**Short problem:** Reproduce verbatim the passage of the essay prompts on American literature between "Using two or" and "these two traditions?", inclusive.

**Extract provided:**
%%
Using two or three texts from the captivity tradition and two or three from the slave narrative tradition, 1) examine the validity of the theoretical concept of a “founding genre” particularly as applied to literature written in North America, 2) discuss the protagonists’ or narrators’ developing understandings of their identities as well as their alter readers’ identities in order to determine if these rhetorical expressions of ethos bear out a distinction between American and African-American traditions. Do these traditions oppose one another, overlap, or influence one another? What is the best way to describe the relationship between these two traditions?

 

  1. Define what you consider to be two or three primary tenets of pragmatic theory (James Peirce) and then examine how those tenets connect to American literature and culture in the period of the American “Renaissance” and in colonial, Puritan times.

 

  1. One of Emerson’s legacies has been a sense of American self-reliance, an optimistic ideology of belief in the triumph of individual will over any obstacles. Explain why Emerson has left this legacy, if it’s a fair assessment of his position, and briefly describe its effect on American culture after the Civil War—perhaps using one work to explain that effect.

 

  1. Judith Fetterley has observed that “realism [is] the dominant term in virtually all writing about literature after the Civil War.” She makes this observation in the context of an essay that proposes regionalism, understood as an empathic, character- and place-centered (rather than primarily plot-driven) genre, as an oppositional term. As Fetterley herself acknowledges, regionalism has been viewed as a term of diminishment because of its customary affiliation with female writers. Discuss the regionalist elements in three texts by male writers, and include in your discussion a set of reflections on how we might (or might not) consider these elements in opposition to “realism.”

 

  1. “Masculinity is no more natural, transparent, and unproblematic than ‘femininity.’ It, too, is a socially constructed role, defined within particular cultural and historical circumstances…” With this observation in mind, discuss the representation(s) of masculinity in the nineteenth century by focusing on (though not limiting your discussion to) three texts on your list. You might consider such questions as: Do male and female writers imagine masculinity differently? What are the various representations of masculinity within a work or works by a single author? What, if any, “cultural and historical circumstances” inflect the works you’ve chosen to discuss? What moments in each text reveal the “unnatural,” “opaque,” or “problematic” elements of masculinity?
%%
Object detection data:
%%
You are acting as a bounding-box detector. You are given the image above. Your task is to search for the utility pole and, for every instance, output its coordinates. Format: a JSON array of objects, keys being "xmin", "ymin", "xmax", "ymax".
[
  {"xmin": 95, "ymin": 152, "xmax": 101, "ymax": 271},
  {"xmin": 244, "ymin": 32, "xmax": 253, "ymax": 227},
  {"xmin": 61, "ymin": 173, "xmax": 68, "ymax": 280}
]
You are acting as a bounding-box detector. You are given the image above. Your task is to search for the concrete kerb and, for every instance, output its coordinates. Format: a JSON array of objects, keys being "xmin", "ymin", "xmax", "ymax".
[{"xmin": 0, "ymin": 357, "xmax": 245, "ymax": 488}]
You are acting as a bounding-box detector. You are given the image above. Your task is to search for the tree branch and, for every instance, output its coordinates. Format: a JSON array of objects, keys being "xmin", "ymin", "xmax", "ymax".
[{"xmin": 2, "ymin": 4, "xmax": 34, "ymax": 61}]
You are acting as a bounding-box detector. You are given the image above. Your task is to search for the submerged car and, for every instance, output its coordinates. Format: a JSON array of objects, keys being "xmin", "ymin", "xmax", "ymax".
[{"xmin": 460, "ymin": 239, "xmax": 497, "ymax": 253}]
%%
**Task result:**
Using two or three texts from the captivity tradition and two or three from the slave narrative tradition, 1) examine the validity of the theoretical concept of a “founding genre” particularly as applied to literature written in North America, 2) discuss the protagonists’ or narrators’ developing understandings of their identities as well as their alter readers’ identities in order to determine if these rhetorical expressions of ethos bear out a distinction between American and African-American traditions. Do these traditions oppose one another, overlap, or influence one another? What is the best way to describe the relationship between these two traditions?